**WHAT YOU NEED TO DO**
Find the lines in the records that carry the word "background". Copy each one.

Region pointing data
+-------+
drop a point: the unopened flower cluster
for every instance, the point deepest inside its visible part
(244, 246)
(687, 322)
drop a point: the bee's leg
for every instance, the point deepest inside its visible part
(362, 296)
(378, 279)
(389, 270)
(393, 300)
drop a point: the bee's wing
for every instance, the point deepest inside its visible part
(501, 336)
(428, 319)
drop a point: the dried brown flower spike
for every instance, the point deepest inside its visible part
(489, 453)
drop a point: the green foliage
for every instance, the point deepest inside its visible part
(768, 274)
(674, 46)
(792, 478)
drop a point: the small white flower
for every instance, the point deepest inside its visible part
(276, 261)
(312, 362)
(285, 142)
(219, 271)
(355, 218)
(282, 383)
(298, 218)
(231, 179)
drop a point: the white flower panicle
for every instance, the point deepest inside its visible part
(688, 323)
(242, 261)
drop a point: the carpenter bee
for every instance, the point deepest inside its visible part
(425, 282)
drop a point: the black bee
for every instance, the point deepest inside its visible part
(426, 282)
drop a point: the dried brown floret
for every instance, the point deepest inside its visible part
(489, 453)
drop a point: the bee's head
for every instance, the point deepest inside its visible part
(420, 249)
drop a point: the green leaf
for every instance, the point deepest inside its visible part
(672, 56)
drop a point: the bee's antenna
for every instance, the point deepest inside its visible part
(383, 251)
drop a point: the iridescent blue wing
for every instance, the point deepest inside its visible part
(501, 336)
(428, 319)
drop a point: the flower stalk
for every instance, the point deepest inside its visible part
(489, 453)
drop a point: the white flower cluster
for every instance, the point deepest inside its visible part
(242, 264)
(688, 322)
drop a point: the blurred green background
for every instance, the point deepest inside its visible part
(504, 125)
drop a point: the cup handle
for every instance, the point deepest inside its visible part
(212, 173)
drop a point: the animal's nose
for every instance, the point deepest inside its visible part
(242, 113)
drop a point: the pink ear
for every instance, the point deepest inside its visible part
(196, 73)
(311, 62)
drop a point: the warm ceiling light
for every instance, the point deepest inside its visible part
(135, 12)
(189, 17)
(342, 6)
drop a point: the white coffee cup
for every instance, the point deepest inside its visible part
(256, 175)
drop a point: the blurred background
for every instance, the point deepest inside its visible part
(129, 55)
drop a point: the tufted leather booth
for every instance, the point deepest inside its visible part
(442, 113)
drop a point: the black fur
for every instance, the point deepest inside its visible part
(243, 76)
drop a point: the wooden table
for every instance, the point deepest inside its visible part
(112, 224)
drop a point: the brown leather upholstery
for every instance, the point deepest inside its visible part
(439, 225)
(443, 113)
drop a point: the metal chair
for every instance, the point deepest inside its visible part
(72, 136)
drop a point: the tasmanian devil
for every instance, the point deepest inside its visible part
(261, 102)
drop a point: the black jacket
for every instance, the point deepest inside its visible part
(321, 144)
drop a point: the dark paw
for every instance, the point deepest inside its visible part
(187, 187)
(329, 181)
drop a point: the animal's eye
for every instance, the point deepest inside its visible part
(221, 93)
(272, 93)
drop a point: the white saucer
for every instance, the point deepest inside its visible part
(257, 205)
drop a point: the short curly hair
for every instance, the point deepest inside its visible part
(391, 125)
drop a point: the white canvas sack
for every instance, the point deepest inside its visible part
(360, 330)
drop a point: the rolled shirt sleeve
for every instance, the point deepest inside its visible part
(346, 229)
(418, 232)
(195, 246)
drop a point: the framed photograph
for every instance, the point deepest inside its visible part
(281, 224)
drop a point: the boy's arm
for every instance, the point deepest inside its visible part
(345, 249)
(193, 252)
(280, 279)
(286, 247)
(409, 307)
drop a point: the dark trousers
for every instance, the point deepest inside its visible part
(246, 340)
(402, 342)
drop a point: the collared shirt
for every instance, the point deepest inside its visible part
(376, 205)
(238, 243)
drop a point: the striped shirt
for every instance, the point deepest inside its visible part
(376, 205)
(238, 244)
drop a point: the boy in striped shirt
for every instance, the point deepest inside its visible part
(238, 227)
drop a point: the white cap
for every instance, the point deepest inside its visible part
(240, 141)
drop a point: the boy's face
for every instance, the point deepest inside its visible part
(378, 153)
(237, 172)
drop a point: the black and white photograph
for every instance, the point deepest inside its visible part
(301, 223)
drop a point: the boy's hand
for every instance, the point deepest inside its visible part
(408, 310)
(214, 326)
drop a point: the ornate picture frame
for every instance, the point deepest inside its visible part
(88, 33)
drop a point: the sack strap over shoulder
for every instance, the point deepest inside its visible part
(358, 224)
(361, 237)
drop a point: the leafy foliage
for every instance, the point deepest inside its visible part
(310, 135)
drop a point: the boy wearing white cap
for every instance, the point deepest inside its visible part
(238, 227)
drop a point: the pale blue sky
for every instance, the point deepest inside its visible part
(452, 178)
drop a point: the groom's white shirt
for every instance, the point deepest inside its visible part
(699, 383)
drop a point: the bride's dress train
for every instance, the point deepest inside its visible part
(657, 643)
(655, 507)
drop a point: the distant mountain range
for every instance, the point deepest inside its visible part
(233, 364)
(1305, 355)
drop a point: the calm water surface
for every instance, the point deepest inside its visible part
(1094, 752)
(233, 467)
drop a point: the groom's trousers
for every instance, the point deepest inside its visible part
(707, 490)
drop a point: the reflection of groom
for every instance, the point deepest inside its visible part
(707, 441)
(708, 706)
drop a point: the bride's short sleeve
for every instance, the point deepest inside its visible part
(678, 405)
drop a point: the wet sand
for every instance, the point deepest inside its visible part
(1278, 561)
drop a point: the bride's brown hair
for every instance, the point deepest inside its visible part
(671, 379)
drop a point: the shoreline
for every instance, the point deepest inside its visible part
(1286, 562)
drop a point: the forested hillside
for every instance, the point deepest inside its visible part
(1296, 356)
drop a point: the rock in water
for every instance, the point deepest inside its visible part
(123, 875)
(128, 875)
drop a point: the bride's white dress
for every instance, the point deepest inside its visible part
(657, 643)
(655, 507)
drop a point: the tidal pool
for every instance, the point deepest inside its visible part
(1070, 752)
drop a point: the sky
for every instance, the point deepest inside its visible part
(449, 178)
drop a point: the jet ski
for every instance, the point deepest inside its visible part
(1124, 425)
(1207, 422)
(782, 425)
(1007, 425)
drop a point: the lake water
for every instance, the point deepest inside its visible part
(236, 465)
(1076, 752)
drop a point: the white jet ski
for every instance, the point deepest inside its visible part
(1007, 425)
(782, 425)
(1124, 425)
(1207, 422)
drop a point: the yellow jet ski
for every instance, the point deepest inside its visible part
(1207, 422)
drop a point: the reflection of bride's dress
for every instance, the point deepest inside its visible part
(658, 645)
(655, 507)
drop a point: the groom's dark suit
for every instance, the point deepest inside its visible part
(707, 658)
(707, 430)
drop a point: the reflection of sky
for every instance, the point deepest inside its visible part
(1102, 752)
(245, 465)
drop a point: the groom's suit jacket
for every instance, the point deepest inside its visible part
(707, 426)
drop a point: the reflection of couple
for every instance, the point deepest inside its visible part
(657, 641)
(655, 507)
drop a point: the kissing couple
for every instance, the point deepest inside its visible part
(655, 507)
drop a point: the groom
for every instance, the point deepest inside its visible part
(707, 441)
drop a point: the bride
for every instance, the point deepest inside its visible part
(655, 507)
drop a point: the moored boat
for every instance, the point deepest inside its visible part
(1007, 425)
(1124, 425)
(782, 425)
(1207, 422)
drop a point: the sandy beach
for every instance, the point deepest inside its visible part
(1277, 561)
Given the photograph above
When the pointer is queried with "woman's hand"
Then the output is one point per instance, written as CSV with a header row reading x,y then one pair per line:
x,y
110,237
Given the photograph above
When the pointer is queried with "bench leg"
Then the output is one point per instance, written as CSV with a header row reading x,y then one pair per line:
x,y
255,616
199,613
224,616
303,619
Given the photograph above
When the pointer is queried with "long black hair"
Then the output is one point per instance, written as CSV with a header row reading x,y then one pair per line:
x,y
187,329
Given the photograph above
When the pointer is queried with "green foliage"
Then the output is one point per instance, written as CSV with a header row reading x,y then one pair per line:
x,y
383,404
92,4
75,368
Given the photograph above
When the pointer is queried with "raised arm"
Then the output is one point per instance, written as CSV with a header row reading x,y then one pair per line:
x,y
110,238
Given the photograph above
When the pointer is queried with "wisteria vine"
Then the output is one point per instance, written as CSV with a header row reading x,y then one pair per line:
+-------+
**YOUR SOLUTION**
drop a point: the blurred green background
drop a point: the blurred background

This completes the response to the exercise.